Your tasks:
**A.** Write out the passage of the forum thread about Upper Colorado streamflows from "There is a public" to "email to Caroline.".
**B.** Supply the next part of the forum thread about Upper Colorado streamflows, picking up after its last line.

Nathan - emailed you, but the message got bounced back as an invalid address. 

Anyway, I don't have any specific people in mind, just think that you might get more traction by teaming with TU and other Sportsmen groups like Rocky Mountian elk Foundation. There was recently a rally sponsored by TU to preserve upper C flows. 

I understand now that "features" of some kind need to be built to provide beneficial use in order to protect the water rights secured by Grand County. Looking at it from that perspective, I can see that it would be beneficial economically and environmentally for Grand County to secure the rights by developing some part of the Upper C.


----------



## nathanfey (Jun 7, 2006)

caspermike said:


> Colorado is backwards as that's why the water flows backwards there


 Agreed. but do you accept that, or do something to fix it?


----------



## nathanfey (Jun 7, 2006)

deepsouthpaddler said:


> Folks debating whether a dirt road should be a paved road, or whether the free camping will still be there are completely missing the point. The point is keeping the water there. You won't really care about the road or the camp spot if the water is all gone, and you don't run the river any more.



There is a public comment period under NEPA for any and all actions that are taken on public lands, including road building, trails, campgrounds and in-channel construction. We will all have a chance to provide our thoughts and comments in the permitting phase. 

Id like to steer us back to the task here:
Right now, we need your help in showing support for use of boatable streamflows (and healthier environmental flows), beyond Labor day. Opposition to the RICD filing and the Whitewater park (assume front range water providers) are making a case that paddlers dont care if the season extends into the fall, and that streamflows can drop back down to base-flow levels. 
- If you have comments on the overall project - save 'em. 
- IF you want to help protect streamflows in Gore and the Upper Colorado, send an email to Caroline.

Thanks for the discussion.


----------



## nathanfey (Jun 7, 2006)

Gathered data:
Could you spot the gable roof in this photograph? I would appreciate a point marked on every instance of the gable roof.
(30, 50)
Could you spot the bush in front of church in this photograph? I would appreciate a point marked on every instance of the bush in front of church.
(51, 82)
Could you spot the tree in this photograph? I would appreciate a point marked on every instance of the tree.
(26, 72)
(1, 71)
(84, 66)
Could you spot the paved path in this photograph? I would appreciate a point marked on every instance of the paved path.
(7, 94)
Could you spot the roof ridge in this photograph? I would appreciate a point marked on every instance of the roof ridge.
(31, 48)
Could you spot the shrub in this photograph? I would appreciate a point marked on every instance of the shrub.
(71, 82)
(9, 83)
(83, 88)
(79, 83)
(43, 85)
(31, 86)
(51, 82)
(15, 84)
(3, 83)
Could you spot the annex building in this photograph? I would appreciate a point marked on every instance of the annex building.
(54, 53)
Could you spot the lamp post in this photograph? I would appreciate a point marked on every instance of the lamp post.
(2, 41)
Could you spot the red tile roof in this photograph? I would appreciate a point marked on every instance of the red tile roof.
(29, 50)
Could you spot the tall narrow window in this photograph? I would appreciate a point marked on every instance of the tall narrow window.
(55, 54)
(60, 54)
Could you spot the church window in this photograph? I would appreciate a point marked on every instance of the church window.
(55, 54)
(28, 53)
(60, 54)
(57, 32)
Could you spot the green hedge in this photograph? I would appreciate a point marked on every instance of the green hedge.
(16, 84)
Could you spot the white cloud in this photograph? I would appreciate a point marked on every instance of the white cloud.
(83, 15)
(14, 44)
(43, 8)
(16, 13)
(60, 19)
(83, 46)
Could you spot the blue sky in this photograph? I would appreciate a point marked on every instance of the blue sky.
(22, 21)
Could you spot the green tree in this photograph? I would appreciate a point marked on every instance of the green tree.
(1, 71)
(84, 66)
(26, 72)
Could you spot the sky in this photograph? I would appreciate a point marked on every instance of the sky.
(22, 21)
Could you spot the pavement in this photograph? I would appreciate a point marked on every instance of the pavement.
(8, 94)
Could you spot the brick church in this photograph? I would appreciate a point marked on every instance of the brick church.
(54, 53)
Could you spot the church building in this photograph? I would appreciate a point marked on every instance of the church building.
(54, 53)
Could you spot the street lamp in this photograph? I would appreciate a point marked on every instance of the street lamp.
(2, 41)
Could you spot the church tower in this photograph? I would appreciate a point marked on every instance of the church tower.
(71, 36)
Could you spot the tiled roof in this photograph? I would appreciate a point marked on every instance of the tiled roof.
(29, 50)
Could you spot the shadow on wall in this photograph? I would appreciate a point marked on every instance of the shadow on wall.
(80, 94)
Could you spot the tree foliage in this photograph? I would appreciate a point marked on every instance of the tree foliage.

Outputs by task:
**A.**
There is a public comment period under NEPA for any and all actions that are taken on public lands, including road building, trails, campgrounds and in-channel construction. We will all have a chance to provide our thoughts and comments in the permitting phase. 

Id like to steer us back to the task here:
Right now, we need your help in showing support for use of boatable streamflows (and healthier environmental flows), beyond Labor day. Opposition to the RICD filing and the Whitewater park (assume front range water providers) are making a case that paddlers dont care if the season extends into the fall, and that streamflows can drop back down to base-flow levels. 
- If you have comments on the overall project - save 'em. 
- IF you want to help protect streamflows in Gore and the Upper Colorado, send an email to Caroline.

**B.**
CGM said:


> Nathan - emailed you, but the message got bounced back as an invalid address.


Seems I cant spell...
[email protected]


----------



## nathanfey (Jun 7, 2006)

admins, can we link these threads?

http://www.mountainbuzz.com/forums/...ts-for-gore-canyon-whitewater-park-34238.html


----------



## ~Bank (Jul 31, 2010)

Economics are everything...Money is the driving force for Grand County...Grand County wants to protect It's wildlife, recreation, and natural beauty. Most of us here in Grand County could not survive with out tourism. Our recreation district knows how to build skate parks, bike parks, and anything else that will insure tourism is here to stay. Building the park will make the water more valuable so Denver will have to pay more for the water when they want it. If all of us in grand county watered our yards 24/7 all year would the flows increase? Don't worry we are good at seeding spring clouds. I support anything and everything that makes economic sense. I am supportive of clustering the turists as close together as possible and charging them to do so...I hope we don't have to build a Manhattan in the village when they all show up to enjoy beautiful Grand County...


----------



## BoilermakerU (Mar 13, 2009)

CaroBradford said:


> ...This is NOT proposed as another launch for rafts although there will be good viewing for folks who just want to hang out and watch at both sites...


As a rafter, then what's in it for me? It's not like I am going to park at the boat ramp and walk up there to use the new toilets!


----------



## Andy H. (Oct 13, 2003)

*For the rafters that think this isn't their fight*



BoilermakerU said:


> As a rafter, then what's in it for me? It's not like I am going to park at the boat ramp and walk up there to use the new toilets!


Boilermaker,

As deepsouthpaddler said:



> Denver will grow, and new water rights will certainly be applied for. A RICD that is established now will be senior to any future water rights. If gore gets a water right to keep the water flowing through the fall, that means that some new suburb built 10 years from now will have to wait in line for the water, and can't dewater the colorado.


So the "Recreational in-channel Diversion," or RICD, effectively gives the recreational boating community standing in water court to oppose an junior upstream diversion that may infringe on the RICD's flows. With a RICD, recreational boaters have a seat at the table. Without the RICD, we're on the outside looking in through soundproof glass.

I doubt I'll ever raft the playpark but I just realized I may go up some beautiful late September day while I'm waiting for shuttle to get back and take a boogie board out there to play. Or just sip a cool one and enjoy watching a yakker buddy get some good surfing in before we float down to camp. The point is, we're all whitewater boaters and this benefits us all.

'Scuse me while I go send Caroline that email.

-AH


----------



## cayo 2 (Apr 20, 2007)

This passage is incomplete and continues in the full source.